Task inputs
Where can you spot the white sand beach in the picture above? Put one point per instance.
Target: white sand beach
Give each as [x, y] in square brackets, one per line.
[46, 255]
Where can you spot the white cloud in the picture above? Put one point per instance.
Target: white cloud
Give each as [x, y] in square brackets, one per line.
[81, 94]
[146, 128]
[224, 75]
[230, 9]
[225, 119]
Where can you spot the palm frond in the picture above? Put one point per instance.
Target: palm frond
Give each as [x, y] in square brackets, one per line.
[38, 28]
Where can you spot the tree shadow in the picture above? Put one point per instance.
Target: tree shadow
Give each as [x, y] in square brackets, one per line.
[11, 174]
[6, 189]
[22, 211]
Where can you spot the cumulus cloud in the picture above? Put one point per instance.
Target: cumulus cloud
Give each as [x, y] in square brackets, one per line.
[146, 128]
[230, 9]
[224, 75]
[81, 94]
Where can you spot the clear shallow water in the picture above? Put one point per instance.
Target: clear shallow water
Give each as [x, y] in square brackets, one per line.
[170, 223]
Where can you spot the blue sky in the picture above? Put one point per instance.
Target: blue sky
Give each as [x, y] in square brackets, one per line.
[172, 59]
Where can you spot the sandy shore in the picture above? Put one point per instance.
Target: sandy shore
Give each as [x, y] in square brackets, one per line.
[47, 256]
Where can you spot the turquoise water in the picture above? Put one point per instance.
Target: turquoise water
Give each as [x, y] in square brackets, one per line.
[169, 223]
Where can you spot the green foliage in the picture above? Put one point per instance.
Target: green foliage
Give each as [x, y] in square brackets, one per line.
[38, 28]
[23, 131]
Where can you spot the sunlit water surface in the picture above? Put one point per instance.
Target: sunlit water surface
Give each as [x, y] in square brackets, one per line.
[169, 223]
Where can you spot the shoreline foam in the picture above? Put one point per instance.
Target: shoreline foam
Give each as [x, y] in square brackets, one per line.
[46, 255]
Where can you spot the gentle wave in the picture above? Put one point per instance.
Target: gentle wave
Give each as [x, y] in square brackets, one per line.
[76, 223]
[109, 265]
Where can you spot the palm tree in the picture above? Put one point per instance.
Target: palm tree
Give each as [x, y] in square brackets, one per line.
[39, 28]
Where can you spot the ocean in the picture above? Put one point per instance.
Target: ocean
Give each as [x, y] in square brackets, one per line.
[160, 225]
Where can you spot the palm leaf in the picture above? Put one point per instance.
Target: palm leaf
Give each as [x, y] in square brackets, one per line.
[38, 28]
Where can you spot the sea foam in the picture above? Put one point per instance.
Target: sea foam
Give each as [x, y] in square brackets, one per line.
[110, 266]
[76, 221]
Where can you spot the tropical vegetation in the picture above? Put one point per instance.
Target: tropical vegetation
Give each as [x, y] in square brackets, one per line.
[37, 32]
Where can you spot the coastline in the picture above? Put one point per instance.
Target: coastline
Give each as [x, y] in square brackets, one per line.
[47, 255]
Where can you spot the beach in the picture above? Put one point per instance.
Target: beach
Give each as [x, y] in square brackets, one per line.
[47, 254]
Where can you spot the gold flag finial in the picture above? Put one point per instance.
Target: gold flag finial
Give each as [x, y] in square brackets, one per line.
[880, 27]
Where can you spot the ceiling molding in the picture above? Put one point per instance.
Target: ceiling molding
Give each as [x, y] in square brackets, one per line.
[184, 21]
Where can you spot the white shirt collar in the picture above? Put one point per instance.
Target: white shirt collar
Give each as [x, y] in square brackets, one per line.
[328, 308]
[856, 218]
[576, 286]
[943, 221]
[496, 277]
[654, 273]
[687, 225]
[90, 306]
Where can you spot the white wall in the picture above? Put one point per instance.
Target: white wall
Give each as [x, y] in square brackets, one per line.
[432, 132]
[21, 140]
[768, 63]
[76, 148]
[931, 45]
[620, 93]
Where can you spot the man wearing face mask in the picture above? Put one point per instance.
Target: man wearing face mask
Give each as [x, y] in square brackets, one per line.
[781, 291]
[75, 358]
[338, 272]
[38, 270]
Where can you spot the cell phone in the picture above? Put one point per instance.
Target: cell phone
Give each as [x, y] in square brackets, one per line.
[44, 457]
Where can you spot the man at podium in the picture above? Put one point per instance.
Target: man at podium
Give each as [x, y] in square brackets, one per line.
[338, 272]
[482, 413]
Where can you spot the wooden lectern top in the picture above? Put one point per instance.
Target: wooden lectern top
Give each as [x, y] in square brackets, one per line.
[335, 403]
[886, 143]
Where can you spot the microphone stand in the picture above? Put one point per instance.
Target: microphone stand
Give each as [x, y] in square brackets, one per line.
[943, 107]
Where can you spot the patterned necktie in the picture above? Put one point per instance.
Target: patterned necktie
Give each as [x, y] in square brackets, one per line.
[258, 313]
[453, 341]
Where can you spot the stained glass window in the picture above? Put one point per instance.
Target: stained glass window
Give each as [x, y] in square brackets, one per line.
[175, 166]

Problem
Nothing in the data may be left out; copy every line exactly.

Your response
Where can you spot the white sand beach in the picture above? Put one point per instance.
Target: white sand beach
Give each as [x, y] in square brackets, one per line.
[46, 255]
Where can you spot the white cloud in the picture above? Put one point per instance.
Target: white cloud
Give each as [x, y] in square brackets, one per line.
[81, 94]
[146, 128]
[224, 75]
[230, 9]
[225, 119]
Where can you spot the palm frond in the picture above? Put one point per instance.
Target: palm frond
Give each as [x, y] in square brackets, one per line.
[38, 28]
Where can you spot the tree shadow in the picture above? Put one point per instance.
Target: tree shadow
Give each as [x, y] in square brackets, one per line.
[11, 174]
[6, 189]
[22, 211]
Where can you spot the cumulus cloud in the picture above? Put one point per instance.
Target: cumulus cloud
Give each as [x, y] in square brackets, one per line.
[146, 128]
[230, 9]
[224, 75]
[81, 94]
Where can you spot the clear shallow water in the picture above? Put one point per instance.
Target: clear shallow water
Give each as [x, y] in square brackets, one per line.
[170, 223]
Where can you spot the blue sky in the picture above? Put one point per instance.
Target: blue sky
Give each as [x, y] in square brackets, one per line.
[172, 59]
Where can you spot the sandy shore in the picture above? Put one point per instance.
Target: sandy shore
Give each as [x, y] in square brackets, one per line.
[47, 256]
Where can you spot the turquoise water in the picture above? Put one point per instance.
Target: turquoise water
Give each as [x, y] in square brackets, one per line.
[169, 223]
Where can you spot the green foliage in the picture above? Put one point per instance.
Target: green foliage
Give each as [x, y] in square brackets, one per line.
[38, 28]
[23, 131]
Where can you spot the sunlit water surface in the picture above? Put one point per instance.
Target: sunlit water surface
Give each as [x, y] in square brackets, one per line.
[169, 223]
Where can you spot the shoreline foam in the picture above? Put one point per instance.
Target: shoreline foam
Give each as [x, y] in square brackets, one per line.
[46, 255]
Where can you spot the gentle wave in the picture above? Put one point per instance.
Target: gentle wave
Give each as [x, y] in square brackets, one per line.
[76, 223]
[109, 265]
Where can you spot the palm tree in the picture above? Put one point per instance.
Target: palm tree
Give each as [x, y] in square brackets, one per line.
[39, 28]
Where can you spot the ocean in the picture above? Put one point per instance.
Target: ocean
Give each as [x, y] in square brackets, one per line.
[160, 225]
Where can you spot the palm leaf in the picture above? Put one point per instance.
Target: palm leaf
Give each as [x, y] in square brackets, one per line.
[38, 28]
Where can you spot the sea foam in the picture above? Put one point per instance.
Target: sea foam
Give each as [x, y] in square brackets, one per line.
[110, 266]
[76, 221]
Where can you spot the tropical vegetation in the picture above? Put one point per instance.
Target: tropical vegetation
Give each as [x, y] in square brackets, one per line.
[37, 32]
Where can you spot the coastline in the picture above? Put one point per instance.
Target: coastline
Give each as [x, y] in square brackets, one per line.
[47, 255]
Where can you spot the beach in the picture above? Put one point per instance.
Target: beach
Give each as [x, y] in square brackets, one per line.
[47, 254]
Where can you spot the gold flag finial in the picture above? Put one point per instance.
Target: gold flag finial
Give each as [x, y] in square brackets, one per line.
[880, 27]
Where can you spot the ceiling molding in the picture above? Put one point per instance.
Target: ceiling molding
Give each as [x, y] in square brackets, one per line.
[184, 21]
Where can you spot the white shirt collar in the picture above? Put one point per instance.
Target: white shirt collar
Give each as [x, y] in square brackets, one per line.
[328, 308]
[856, 218]
[576, 286]
[943, 221]
[496, 277]
[654, 273]
[687, 225]
[90, 306]
Where can you spot the white wall in the picture above? Put one point per instance.
Target: white wall
Give each as [x, y] in square brackets, one per line.
[432, 132]
[21, 140]
[768, 63]
[76, 148]
[931, 45]
[620, 93]
Where can you spot the man wearing face mask in the picture above? Put one point per instance.
Target: man wearing face mask
Give each as [x, y] in square brackets, one per line.
[781, 291]
[75, 358]
[338, 272]
[38, 270]
Where can you spot the cell phone in the picture above? Put one point per instance.
Target: cell phone
Give each as [x, y] in square brackets, one per line.
[44, 457]
Where can you spot the man at podium in the picture above? Put one point per instance.
Target: man at podium
Give each as [x, y] in square brackets, one per line.
[338, 272]
[482, 413]
Where can you spot the wooden lectern top in the picture above? Put one point per instance.
Target: wooden lectern top
Give each as [x, y] in square brackets, one per line.
[335, 403]
[886, 143]
Where can you spot the microphone stand in the picture above? Put one point per instance.
Target: microphone stand
Give each as [x, y] in square brackets, one per line.
[943, 107]
Where can you spot the patterned necktie in the picture above? Put one point per instance.
Target: patterned necktie
Give each as [x, y] in square brackets, one per line.
[258, 313]
[453, 341]
Where can you spot the stained glass window in the picture above? Put one point per instance.
Target: stained glass window
Give each as [x, y] in square brackets, one per line.
[175, 166]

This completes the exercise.